:: INSTRUCTION ::
Turn the lines of the records below into a JSON list of strings, one string per line, with blank lines left out. Begin with the line containing "A single point marks each instance of the white", continue through the line containing "<point>252,200</point>", and include nothing else.

:: RECORDS SUPPLIED ::
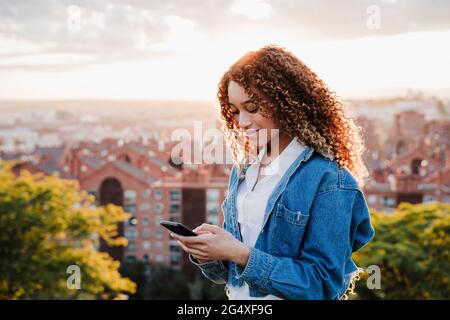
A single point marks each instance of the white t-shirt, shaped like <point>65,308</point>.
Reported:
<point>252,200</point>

* * *

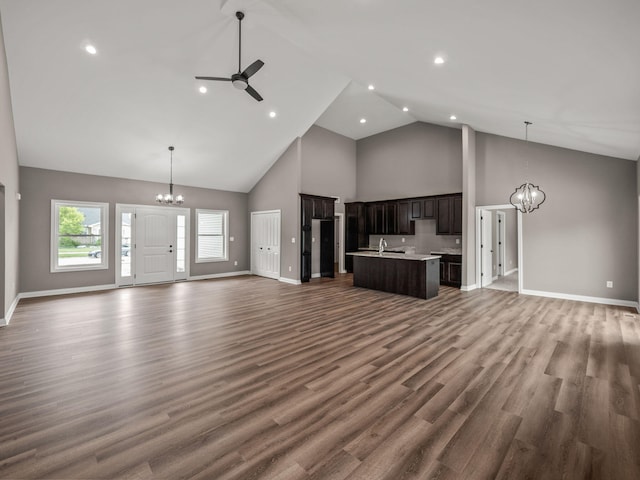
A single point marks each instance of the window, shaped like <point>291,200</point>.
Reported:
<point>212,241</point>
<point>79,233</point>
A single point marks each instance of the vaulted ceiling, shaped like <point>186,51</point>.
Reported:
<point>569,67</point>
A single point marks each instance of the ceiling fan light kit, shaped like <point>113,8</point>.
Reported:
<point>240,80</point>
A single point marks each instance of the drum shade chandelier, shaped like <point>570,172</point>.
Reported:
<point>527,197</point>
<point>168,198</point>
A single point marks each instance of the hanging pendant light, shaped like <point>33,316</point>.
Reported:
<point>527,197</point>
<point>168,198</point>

:: REPLY ::
[
  "A single point marks each instance of the white t-shirt, shaped like <point>65,308</point>.",
  "Reported:",
  "<point>252,200</point>"
]